## Problem to solve
Reproduce the pose model notebook verbatim from "load checkpoint from" to "model is torch.Size([30]).".

## Page extract

::::

In [1]:
import sys
sys.path.append("..")

In [2]:
from mmcv import Config, DictAction
from mmcv.runner import load_checkpoint
from models import build_posenet
import torch
from torch.utils.data import DataLoader
import torch.nn as nn
import torch.nn.functional as F
import torch.optim as optim
import numpy as np
from tqdm import tqdm
from mmpose.core.evaluation.top_down_eval import _get_max_preds



In [3]:
class CustomPoseModel(nn.Module):
    def __init__(self, backbone, keypoint_head):
        super().__init__()
        self.backbone = backbone
        self.keypoint_head = keypoint_head

    def forward(self, x):
        # Feature extraction
        features = self.backbone(x)
        # Keypoint head (dự đoán heatmap)
        feature = features[-1]
        out = self.keypoint_head(feature)
        return out

In [4]:
cfg_file = "../configs/top_down/lite_hrnet/mpii/litehrnet_30_mpii_256x256.py"
cfg = Config.fromfile(cfg_file)
pretrained_model = build_posenet(cfg.model)



In [5]:
checkpoint = load_checkpoint(pretrained_model, '../ckpts/litehrnet_30_mpii_256x256.pth', map_location='cpu')

load checkpoint from local path: ../ckpts/litehrnet_30_mpii_256x256.pth
The model and loaded state dict do not match exactly

size mismatch for keypoint_head.final_layer.weight: copying a param with shape torch.Size([16, 40, 1, 1]) from checkpoint, the shape in current model is torch.Size([30, 40, 1, 1]).
size mismatch for keypoint_head.final_layer.bias: copying a param with shape torch.Size([16]) from checkpoint, the shape in current model is torch.Size([30]).


In [14]:
class KeypointCoordHead(nn.Module):
    def __init__(self, in_channels, num_keypoints):
        super().__init__()

::::

## Supplied information
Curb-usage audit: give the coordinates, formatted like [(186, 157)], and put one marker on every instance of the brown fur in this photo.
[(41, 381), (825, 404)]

::::

## Task result
load checkpoint from local path: ../ckpts/litehrnet_30_mpii_256x256.pth
The model and loaded state dict do not match exactly

size mismatch for keypoint_head.final_layer.weight: copying a param with shape torch.Size([16, 40, 1, 1]) from checkpoint, the shape in current model is torch.Size([30, 40, 1, 1]).
size mismatch for keypoint_head.final_layer.bias: copying a param with shape torch.Size([16]) from checkpoint, the shape in current model is torch.Size([30]).